-- Opening Marker --

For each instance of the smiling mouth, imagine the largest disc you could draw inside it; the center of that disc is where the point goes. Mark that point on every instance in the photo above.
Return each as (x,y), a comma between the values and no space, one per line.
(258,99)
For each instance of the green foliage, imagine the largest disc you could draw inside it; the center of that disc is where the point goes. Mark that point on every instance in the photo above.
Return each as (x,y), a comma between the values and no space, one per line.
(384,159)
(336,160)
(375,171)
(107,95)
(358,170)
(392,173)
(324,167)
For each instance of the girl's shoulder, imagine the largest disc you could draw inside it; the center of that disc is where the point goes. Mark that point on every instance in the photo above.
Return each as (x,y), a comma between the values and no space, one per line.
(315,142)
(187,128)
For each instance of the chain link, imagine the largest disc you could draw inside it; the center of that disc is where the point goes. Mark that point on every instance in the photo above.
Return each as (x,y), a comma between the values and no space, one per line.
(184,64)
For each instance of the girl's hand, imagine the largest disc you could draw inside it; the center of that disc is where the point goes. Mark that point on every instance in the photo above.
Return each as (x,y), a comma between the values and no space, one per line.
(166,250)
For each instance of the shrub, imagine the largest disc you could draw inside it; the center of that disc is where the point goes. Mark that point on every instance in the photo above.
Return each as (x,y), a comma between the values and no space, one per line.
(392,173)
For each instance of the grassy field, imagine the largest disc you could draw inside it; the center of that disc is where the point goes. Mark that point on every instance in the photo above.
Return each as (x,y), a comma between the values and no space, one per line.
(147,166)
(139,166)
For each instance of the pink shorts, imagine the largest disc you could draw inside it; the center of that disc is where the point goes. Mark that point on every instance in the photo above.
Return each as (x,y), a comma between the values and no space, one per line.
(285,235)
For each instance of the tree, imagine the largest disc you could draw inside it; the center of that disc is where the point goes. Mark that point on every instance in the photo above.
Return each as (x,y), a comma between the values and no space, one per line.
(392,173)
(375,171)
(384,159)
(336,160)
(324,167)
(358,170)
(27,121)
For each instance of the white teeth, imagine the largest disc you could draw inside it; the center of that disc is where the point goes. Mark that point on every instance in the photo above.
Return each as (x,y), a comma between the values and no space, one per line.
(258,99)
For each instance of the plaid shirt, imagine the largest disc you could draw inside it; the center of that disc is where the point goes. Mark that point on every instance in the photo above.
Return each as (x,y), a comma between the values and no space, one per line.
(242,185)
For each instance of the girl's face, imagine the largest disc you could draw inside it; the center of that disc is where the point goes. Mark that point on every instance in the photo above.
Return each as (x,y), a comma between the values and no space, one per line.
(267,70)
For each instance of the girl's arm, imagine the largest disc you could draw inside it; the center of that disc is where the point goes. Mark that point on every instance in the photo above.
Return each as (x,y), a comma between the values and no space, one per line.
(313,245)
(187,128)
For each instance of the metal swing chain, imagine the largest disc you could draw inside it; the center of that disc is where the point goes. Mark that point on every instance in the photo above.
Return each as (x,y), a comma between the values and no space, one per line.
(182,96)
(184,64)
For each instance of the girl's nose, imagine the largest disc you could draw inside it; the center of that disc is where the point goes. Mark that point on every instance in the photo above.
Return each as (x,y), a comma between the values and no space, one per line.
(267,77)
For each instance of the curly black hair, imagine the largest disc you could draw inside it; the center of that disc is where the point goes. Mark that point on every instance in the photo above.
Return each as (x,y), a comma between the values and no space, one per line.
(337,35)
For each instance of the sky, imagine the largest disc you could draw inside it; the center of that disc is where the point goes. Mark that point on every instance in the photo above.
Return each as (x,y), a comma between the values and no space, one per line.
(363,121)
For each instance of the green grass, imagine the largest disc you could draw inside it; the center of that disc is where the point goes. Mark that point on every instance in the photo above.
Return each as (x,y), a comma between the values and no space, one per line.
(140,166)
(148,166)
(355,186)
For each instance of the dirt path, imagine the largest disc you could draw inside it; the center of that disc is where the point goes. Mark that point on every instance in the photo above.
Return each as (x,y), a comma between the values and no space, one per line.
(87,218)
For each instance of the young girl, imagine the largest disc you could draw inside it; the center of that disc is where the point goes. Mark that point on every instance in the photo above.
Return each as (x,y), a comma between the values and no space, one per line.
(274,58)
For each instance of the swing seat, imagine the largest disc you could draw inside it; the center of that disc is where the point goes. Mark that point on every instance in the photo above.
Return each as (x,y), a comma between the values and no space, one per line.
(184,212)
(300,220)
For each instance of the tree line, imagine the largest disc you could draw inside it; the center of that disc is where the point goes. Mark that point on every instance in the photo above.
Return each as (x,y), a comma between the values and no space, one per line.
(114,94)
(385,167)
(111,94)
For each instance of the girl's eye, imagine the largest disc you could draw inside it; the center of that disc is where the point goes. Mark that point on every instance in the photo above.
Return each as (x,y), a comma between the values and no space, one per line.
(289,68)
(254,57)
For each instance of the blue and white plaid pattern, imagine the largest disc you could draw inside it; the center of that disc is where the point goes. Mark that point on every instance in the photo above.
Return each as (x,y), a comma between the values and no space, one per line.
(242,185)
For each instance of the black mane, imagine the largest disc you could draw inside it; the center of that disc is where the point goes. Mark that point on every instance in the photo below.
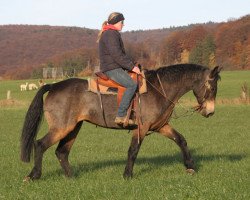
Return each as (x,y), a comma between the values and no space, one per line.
(177,72)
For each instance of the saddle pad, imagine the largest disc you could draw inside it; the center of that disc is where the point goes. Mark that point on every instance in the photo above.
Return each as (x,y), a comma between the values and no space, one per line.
(92,86)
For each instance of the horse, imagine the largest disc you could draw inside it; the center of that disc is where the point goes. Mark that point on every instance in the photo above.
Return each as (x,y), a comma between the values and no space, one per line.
(69,103)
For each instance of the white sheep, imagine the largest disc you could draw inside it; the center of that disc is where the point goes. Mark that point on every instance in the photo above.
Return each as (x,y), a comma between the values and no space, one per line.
(33,86)
(23,86)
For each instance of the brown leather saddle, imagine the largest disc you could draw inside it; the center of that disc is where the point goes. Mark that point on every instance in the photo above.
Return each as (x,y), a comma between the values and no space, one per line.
(104,80)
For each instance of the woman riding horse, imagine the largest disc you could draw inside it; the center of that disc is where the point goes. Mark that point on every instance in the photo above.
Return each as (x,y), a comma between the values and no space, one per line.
(69,103)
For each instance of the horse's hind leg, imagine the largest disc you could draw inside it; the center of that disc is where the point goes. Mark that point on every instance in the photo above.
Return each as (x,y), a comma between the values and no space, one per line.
(63,149)
(133,151)
(171,133)
(40,146)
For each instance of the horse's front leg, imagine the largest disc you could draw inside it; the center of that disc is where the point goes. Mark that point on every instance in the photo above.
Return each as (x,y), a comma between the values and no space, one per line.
(133,151)
(171,133)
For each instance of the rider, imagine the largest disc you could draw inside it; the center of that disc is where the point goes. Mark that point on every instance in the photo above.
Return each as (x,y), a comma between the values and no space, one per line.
(115,63)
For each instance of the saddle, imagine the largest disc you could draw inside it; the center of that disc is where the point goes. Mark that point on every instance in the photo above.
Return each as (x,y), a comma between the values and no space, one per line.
(108,86)
(101,84)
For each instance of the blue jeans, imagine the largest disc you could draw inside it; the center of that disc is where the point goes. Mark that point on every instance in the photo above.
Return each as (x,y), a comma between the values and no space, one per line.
(122,77)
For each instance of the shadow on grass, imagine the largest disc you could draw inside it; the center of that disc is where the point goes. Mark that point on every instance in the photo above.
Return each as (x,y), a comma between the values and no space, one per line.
(152,162)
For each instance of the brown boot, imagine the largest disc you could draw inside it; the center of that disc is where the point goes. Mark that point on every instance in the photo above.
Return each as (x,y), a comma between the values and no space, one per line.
(121,120)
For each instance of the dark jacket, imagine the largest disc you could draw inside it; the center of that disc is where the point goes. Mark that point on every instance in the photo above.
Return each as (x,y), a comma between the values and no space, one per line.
(112,53)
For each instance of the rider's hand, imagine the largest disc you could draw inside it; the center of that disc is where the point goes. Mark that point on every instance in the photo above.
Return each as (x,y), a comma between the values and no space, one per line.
(136,70)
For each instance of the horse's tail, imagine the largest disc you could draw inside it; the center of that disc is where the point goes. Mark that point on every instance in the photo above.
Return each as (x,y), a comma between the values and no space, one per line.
(31,123)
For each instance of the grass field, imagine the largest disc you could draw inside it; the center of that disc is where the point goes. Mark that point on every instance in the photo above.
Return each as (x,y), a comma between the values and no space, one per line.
(220,146)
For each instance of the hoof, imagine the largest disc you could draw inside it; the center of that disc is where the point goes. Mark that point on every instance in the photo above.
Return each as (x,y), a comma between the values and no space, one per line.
(27,179)
(190,171)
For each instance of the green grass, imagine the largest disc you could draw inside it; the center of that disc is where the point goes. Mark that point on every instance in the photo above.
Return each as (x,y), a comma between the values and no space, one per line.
(220,146)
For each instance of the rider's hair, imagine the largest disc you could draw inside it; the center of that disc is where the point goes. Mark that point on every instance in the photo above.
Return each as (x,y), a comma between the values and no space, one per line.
(111,16)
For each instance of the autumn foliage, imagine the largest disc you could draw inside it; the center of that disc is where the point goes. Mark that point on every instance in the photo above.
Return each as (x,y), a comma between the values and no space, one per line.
(25,49)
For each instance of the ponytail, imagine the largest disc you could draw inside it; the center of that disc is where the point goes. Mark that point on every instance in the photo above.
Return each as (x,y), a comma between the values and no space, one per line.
(101,31)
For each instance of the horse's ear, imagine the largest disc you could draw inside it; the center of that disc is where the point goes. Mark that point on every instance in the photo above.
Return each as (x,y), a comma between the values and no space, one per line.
(215,71)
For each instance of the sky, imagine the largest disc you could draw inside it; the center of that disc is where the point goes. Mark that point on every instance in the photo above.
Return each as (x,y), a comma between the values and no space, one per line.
(139,14)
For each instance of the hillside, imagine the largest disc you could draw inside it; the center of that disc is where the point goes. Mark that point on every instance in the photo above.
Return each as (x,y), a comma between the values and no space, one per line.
(25,48)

-- Closing Marker --

What is needed: Filter the records for the string "swing" and copy every line that holds it.

Task output:
For each instance of the metal swing chain, imagine the largest disc you could draw inside it; the center of that disc is where the point goes. Mark that point on every instance in the photo above.
For each instance of the swing seat, imagine the largest disc you could draw inside it; the center of that disc is where the point goes. Mark that point on every instance in the photo above.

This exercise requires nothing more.